Exercise details: Search the records for the string "tower", then copy each line that has it.

====================

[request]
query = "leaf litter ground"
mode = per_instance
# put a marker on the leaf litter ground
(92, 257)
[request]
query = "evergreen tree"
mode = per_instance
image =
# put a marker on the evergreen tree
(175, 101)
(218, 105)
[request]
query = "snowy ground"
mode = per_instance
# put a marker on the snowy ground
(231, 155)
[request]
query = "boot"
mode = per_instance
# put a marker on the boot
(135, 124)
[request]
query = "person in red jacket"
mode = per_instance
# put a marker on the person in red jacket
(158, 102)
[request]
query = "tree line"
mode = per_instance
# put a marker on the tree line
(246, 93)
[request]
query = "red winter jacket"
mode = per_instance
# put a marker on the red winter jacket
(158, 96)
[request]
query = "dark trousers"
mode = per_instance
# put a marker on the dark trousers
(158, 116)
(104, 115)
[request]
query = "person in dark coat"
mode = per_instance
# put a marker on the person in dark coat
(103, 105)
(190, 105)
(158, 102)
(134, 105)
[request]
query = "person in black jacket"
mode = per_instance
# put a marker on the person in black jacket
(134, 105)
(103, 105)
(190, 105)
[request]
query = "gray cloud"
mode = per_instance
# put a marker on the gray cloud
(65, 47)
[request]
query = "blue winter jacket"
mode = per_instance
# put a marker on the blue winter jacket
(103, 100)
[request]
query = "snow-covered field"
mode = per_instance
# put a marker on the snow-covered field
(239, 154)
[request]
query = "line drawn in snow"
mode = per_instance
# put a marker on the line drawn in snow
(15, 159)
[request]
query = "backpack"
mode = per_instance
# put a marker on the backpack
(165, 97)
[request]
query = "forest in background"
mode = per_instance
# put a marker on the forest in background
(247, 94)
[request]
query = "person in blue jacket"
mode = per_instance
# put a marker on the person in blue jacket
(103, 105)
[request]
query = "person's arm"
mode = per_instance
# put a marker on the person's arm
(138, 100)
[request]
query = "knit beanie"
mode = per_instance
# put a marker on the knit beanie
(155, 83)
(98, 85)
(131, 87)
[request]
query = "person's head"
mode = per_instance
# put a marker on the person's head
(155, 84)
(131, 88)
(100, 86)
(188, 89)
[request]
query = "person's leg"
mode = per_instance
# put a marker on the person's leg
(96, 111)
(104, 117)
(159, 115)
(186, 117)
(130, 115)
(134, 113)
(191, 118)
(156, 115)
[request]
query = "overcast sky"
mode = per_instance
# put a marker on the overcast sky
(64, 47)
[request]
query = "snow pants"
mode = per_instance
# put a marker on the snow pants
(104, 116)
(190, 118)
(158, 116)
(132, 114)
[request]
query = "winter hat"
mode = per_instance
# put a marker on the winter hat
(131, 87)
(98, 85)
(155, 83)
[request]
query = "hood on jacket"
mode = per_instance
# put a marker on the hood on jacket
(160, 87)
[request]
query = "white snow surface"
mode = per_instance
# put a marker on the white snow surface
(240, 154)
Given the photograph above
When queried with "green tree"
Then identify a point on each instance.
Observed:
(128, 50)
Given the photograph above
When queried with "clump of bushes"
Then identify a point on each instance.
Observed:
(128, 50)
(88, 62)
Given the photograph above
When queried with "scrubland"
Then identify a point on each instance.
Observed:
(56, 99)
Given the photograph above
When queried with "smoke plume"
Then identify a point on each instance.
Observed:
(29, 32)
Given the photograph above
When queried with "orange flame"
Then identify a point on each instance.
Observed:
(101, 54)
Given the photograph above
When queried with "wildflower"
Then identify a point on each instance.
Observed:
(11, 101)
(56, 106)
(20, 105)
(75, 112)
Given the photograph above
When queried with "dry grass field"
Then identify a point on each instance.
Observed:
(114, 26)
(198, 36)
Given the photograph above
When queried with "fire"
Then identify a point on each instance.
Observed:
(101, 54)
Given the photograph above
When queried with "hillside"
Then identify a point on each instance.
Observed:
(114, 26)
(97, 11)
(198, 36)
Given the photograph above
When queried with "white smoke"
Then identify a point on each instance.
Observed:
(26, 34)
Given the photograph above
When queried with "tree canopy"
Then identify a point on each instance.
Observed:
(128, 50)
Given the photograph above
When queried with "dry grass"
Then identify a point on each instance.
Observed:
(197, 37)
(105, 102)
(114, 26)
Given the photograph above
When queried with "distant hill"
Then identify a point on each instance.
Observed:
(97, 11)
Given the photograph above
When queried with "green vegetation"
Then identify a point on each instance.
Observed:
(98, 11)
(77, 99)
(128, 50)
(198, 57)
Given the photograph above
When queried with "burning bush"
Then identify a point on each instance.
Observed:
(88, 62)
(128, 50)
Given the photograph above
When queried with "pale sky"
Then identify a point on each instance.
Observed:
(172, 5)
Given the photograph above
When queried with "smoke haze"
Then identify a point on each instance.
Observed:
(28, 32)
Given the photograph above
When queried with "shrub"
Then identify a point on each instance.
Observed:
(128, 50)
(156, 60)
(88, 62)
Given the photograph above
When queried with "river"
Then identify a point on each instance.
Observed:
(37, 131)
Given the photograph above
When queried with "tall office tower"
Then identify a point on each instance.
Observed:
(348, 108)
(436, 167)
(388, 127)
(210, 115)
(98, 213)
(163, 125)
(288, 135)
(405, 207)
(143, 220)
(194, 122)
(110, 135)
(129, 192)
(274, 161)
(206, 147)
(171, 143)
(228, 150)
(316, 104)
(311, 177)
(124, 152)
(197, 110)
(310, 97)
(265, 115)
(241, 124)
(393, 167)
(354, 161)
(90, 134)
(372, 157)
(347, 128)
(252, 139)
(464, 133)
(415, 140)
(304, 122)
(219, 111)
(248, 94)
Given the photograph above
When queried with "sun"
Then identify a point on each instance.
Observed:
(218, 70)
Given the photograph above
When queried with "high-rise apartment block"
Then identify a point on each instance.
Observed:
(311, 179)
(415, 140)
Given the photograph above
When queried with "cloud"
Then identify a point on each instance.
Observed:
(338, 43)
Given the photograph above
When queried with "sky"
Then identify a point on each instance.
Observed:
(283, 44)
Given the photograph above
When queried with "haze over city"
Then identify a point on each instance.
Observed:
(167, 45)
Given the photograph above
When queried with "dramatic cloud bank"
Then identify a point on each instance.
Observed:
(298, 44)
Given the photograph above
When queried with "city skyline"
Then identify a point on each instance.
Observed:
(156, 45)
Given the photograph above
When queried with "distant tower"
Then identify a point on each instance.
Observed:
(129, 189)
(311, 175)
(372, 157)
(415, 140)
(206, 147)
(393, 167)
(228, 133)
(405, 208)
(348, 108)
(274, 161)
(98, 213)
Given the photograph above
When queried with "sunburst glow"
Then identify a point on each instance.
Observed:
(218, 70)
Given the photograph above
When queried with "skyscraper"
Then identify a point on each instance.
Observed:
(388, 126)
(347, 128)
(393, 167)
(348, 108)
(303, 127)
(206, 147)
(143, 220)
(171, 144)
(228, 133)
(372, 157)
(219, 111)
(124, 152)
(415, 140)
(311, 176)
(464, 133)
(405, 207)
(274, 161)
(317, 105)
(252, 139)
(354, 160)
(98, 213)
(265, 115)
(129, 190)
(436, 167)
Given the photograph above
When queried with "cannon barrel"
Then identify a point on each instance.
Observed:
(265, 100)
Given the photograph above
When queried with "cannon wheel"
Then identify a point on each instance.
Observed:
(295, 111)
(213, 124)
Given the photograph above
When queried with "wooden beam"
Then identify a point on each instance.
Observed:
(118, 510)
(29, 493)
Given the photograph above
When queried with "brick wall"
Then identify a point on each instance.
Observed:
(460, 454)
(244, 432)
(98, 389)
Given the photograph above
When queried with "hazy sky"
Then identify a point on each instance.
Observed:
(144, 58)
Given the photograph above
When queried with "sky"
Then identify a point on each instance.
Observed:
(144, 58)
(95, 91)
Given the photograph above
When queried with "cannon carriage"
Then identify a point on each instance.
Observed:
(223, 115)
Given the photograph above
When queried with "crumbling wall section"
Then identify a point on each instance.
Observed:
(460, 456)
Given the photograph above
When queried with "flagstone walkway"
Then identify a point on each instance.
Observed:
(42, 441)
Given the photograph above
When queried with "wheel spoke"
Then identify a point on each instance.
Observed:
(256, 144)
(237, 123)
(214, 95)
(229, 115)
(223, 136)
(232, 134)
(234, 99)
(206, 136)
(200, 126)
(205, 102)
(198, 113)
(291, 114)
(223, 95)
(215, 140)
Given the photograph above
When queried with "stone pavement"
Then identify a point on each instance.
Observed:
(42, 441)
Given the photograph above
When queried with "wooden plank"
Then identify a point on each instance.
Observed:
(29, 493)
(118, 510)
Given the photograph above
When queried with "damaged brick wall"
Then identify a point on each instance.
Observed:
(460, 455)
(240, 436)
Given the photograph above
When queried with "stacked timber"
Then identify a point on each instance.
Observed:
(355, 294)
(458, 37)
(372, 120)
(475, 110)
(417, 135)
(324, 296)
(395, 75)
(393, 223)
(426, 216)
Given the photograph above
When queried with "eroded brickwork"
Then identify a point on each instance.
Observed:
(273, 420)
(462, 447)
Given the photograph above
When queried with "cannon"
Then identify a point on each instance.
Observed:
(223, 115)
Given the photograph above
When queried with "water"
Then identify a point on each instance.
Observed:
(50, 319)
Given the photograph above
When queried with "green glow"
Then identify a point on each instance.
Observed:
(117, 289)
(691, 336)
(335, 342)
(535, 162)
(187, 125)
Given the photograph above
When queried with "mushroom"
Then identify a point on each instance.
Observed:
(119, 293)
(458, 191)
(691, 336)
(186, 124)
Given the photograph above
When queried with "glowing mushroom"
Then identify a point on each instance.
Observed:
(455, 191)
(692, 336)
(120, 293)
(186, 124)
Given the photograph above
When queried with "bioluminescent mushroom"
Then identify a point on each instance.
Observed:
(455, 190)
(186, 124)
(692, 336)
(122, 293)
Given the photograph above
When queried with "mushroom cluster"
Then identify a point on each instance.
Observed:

====================

Answer section:
When queried with "tall office tower"
When queried with "distant tower"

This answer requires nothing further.